INFORMATION GIVEN:
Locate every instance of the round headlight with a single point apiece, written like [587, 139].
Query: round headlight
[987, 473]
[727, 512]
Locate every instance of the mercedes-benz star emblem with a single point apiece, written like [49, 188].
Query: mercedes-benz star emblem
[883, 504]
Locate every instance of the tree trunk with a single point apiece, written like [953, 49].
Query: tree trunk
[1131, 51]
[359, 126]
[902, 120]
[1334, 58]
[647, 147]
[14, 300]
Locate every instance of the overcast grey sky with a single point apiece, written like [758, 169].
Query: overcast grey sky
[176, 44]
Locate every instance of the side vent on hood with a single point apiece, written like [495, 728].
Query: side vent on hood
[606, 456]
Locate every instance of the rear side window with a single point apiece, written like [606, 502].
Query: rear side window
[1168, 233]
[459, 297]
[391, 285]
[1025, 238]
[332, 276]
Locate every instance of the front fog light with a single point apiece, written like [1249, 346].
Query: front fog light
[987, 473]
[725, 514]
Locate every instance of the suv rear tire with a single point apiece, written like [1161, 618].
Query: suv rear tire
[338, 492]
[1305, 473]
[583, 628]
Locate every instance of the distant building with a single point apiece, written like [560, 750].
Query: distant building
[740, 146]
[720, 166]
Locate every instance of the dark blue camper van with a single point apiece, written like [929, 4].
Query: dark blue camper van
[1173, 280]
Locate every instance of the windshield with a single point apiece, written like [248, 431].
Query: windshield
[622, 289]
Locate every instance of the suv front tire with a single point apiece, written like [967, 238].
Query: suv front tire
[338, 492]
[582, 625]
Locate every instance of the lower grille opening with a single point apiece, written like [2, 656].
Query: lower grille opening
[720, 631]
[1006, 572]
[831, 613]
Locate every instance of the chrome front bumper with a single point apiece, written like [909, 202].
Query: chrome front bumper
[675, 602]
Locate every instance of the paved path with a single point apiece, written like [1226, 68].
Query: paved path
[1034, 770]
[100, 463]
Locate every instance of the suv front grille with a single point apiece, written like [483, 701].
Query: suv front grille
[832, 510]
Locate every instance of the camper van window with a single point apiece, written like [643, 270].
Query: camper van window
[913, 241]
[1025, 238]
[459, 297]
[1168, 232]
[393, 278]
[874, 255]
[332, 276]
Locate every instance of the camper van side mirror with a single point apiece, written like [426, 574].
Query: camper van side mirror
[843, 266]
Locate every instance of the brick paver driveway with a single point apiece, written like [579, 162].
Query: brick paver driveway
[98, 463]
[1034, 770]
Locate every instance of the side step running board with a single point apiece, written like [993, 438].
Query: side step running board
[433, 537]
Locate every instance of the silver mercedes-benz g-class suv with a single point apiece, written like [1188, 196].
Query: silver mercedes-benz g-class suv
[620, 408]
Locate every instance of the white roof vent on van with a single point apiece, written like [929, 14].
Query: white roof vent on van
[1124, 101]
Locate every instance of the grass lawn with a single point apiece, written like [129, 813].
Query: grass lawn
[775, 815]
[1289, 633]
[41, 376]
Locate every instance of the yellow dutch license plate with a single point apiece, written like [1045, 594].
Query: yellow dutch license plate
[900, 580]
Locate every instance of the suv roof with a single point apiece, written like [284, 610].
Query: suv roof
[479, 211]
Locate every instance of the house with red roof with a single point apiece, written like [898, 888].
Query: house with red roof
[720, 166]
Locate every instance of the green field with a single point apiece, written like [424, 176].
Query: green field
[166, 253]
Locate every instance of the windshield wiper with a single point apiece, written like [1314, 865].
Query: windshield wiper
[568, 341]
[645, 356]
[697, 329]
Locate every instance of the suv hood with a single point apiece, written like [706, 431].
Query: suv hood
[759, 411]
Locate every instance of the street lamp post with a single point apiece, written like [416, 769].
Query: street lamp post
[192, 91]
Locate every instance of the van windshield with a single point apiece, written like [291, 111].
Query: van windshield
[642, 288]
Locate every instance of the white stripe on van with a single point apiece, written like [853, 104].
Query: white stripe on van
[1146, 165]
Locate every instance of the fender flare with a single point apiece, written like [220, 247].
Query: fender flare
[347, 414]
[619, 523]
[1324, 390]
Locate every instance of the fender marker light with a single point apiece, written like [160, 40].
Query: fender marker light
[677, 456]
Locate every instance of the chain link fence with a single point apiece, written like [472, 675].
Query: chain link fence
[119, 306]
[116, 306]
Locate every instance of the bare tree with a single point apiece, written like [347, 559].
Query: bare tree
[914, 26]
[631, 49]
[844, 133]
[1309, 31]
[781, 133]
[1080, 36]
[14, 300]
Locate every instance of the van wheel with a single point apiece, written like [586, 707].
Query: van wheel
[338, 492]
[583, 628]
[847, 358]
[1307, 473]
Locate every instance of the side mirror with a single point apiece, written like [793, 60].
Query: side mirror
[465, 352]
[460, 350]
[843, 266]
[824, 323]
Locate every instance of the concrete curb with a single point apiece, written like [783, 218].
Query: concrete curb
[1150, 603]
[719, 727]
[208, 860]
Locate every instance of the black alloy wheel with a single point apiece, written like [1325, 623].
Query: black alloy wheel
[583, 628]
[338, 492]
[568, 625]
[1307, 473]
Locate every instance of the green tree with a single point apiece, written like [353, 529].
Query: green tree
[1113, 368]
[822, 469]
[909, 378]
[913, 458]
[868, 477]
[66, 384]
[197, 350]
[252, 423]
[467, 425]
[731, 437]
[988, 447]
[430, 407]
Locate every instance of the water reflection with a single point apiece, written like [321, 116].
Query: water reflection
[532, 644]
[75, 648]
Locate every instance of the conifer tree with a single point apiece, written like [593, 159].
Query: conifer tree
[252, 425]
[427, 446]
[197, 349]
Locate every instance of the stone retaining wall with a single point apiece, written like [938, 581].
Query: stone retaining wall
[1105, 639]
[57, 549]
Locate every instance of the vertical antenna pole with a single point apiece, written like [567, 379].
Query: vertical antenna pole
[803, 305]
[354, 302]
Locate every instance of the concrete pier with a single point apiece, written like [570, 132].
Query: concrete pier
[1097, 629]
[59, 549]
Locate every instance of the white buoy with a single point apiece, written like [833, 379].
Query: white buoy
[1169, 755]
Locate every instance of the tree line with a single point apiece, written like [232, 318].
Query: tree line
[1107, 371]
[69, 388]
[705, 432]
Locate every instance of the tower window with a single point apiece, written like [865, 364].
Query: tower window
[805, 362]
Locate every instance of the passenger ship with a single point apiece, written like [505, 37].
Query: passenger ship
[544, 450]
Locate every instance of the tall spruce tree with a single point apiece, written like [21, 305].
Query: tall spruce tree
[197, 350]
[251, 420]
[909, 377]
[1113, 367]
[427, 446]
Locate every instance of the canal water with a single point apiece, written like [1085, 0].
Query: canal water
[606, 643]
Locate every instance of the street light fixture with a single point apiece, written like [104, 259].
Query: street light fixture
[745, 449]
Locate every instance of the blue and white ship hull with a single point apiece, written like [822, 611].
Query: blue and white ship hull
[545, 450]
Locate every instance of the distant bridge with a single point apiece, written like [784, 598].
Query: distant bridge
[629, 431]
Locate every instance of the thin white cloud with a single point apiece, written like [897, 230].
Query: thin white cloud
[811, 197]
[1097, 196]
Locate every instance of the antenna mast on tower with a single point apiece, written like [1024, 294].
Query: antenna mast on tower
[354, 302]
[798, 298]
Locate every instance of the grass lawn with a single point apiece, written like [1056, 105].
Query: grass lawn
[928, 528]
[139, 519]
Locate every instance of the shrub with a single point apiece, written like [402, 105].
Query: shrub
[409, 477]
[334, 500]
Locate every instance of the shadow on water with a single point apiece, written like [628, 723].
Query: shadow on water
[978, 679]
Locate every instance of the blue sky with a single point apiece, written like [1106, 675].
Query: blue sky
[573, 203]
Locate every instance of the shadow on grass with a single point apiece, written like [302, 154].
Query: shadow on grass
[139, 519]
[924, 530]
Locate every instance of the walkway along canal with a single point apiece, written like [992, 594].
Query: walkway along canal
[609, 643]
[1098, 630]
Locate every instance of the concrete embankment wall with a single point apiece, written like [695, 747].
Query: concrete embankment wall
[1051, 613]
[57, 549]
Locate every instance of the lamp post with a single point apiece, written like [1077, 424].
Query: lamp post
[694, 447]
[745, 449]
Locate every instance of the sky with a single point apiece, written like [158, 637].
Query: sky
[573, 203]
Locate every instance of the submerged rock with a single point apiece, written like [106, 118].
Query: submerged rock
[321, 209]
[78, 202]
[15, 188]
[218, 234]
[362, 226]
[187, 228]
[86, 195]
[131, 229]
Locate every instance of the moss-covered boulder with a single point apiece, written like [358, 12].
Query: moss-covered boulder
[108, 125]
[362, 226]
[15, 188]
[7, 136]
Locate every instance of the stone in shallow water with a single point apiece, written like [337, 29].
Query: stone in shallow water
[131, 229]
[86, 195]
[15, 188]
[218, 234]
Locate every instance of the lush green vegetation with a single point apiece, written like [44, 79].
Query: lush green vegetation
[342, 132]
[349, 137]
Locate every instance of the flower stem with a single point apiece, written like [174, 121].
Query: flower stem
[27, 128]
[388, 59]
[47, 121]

PROBLEM DESCRIPTION:
Return the line that contains "Locate every instance of the stone in" along with every line after it through the end of the entries, exactly, adding nothing.

RESPONSE TO THIS EXERCISE:
Locate every instance of the stone in shallow water with a single point apiece, written like [337, 29].
Query: stone in shallow water
[131, 229]
[86, 195]
[15, 188]
[218, 234]
Locate every instance of the lush green vegetation with a single point apiece, written like [44, 79].
Query: lush green vegetation
[342, 132]
[349, 137]
Locate every instance of the flower stem with a single point apiece, written like [174, 121].
Query: flower stem
[27, 128]
[388, 59]
[47, 121]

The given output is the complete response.